=== TASK STATEMENT ===
Reproduce the material below word for word, leaving out the pictures.

══════

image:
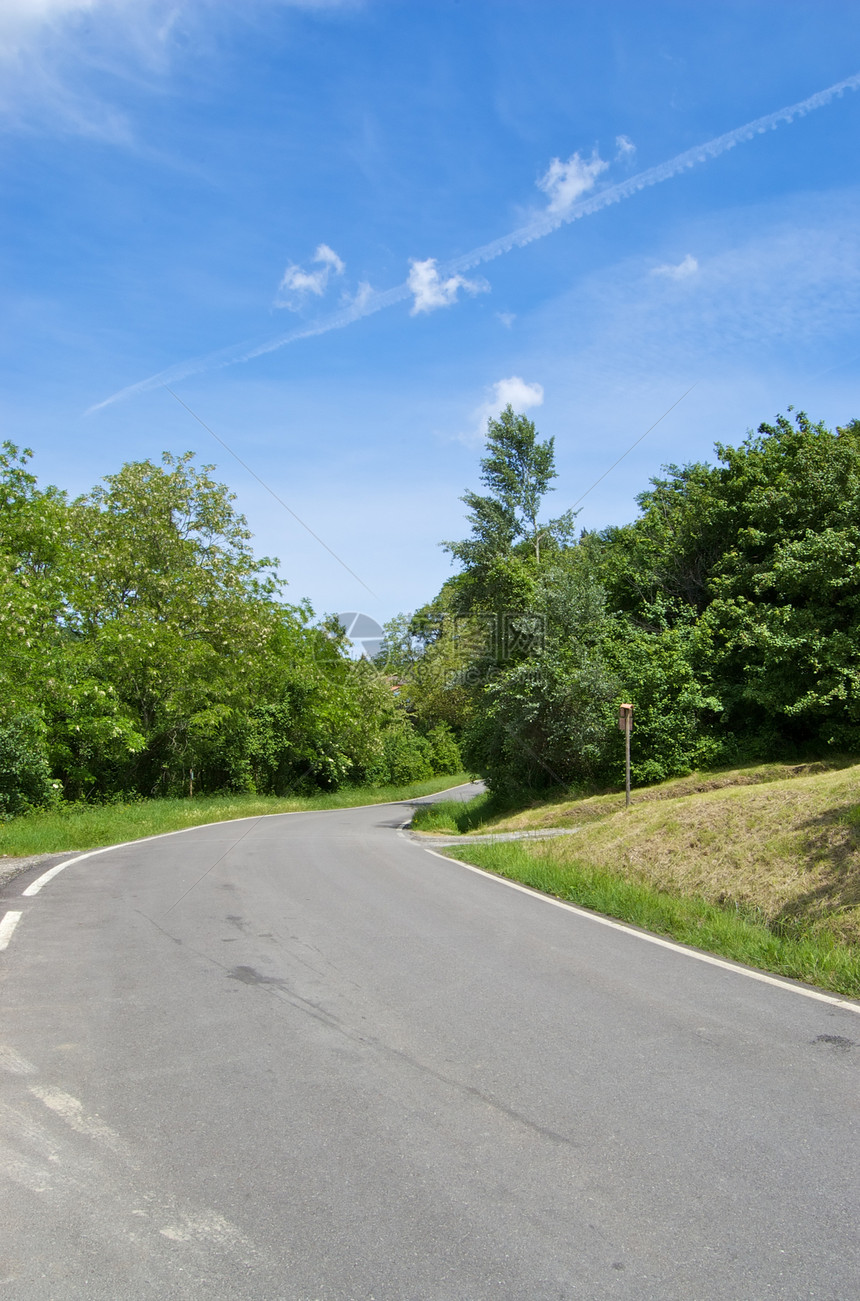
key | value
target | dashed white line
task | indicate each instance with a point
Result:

══════

=== EXERCISE OUTPUT ===
image:
key | value
target | dashed white line
task | indicate each instance with a point
Result:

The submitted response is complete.